[Stored data entries]
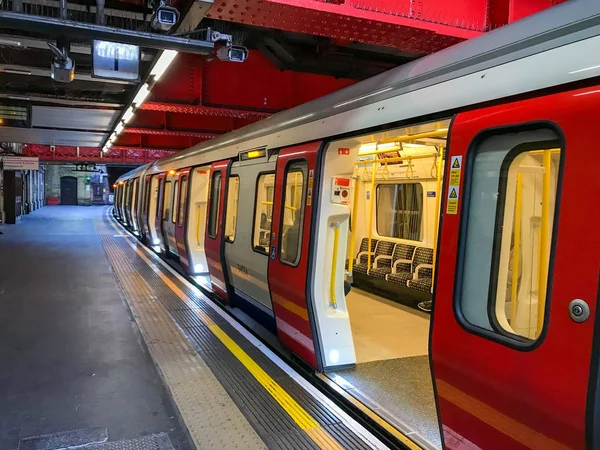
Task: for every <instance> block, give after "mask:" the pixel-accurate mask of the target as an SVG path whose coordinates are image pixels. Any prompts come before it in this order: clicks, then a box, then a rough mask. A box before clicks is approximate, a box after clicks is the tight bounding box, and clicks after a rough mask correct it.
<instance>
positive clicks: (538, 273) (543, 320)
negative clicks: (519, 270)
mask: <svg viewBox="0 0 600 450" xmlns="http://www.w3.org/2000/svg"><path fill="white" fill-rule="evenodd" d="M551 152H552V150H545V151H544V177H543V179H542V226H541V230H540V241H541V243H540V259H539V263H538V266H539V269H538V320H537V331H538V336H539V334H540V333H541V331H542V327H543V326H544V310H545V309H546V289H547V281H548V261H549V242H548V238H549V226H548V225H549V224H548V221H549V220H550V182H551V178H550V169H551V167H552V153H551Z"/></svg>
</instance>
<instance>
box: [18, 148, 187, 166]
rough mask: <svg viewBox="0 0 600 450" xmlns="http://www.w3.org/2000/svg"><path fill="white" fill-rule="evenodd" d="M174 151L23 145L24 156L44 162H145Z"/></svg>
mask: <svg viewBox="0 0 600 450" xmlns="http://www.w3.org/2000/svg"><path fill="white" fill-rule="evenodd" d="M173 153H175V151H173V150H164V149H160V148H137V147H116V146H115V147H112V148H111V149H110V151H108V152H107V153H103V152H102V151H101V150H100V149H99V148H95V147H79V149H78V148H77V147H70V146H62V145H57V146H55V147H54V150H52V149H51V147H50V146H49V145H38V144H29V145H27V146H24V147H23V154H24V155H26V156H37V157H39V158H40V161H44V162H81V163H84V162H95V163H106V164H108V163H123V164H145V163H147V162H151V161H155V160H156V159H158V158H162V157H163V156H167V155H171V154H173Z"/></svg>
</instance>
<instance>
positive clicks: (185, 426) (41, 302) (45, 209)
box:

WHAT IS REQUIRED:
Reproduce all the records with every "rough mask" changed to "coarse mask" and everything else kept the same. Leave the pictures out.

OUTPUT:
Task: for every <instance> block, give after "mask:" the pixel-accurate mask of the target as an SVG path whose coordinates are image pixels. Any prompts come before it in this order: clicks, then a box, then a coarse mask. A box before clicks is approximate, a box after clicks is the tight bounding box, and clicks after a coarse mask correct it.
<instance>
positive clicks: (538, 273) (543, 320)
negative clicks: (519, 270)
mask: <svg viewBox="0 0 600 450" xmlns="http://www.w3.org/2000/svg"><path fill="white" fill-rule="evenodd" d="M551 152H552V150H545V151H544V177H543V179H542V226H541V230H540V241H541V243H540V259H539V263H538V266H539V269H538V320H537V331H538V336H539V334H540V333H541V331H542V327H543V326H544V310H545V309H546V289H547V281H548V261H549V242H548V238H549V226H548V225H549V224H548V221H549V220H550V182H551V178H550V169H551V167H552V153H551Z"/></svg>
</instance>
<instance>
box: [18, 148, 187, 166]
coarse mask: <svg viewBox="0 0 600 450" xmlns="http://www.w3.org/2000/svg"><path fill="white" fill-rule="evenodd" d="M174 151L23 145L24 156L44 162H145Z"/></svg>
mask: <svg viewBox="0 0 600 450" xmlns="http://www.w3.org/2000/svg"><path fill="white" fill-rule="evenodd" d="M173 153H175V151H173V150H164V149H160V148H137V147H116V146H115V147H112V148H111V149H110V151H108V152H107V153H103V152H102V151H101V150H100V149H99V148H95V147H79V149H78V148H77V147H70V146H62V145H57V146H55V147H54V150H52V149H51V147H50V146H49V145H38V144H29V145H27V146H24V147H23V154H24V155H26V156H37V157H39V158H40V161H44V162H81V163H84V162H95V163H106V164H108V163H123V164H145V163H147V162H151V161H155V160H156V159H158V158H162V157H163V156H167V155H171V154H173Z"/></svg>
</instance>
<instance>
positive clicks: (185, 426) (41, 302) (45, 209)
box:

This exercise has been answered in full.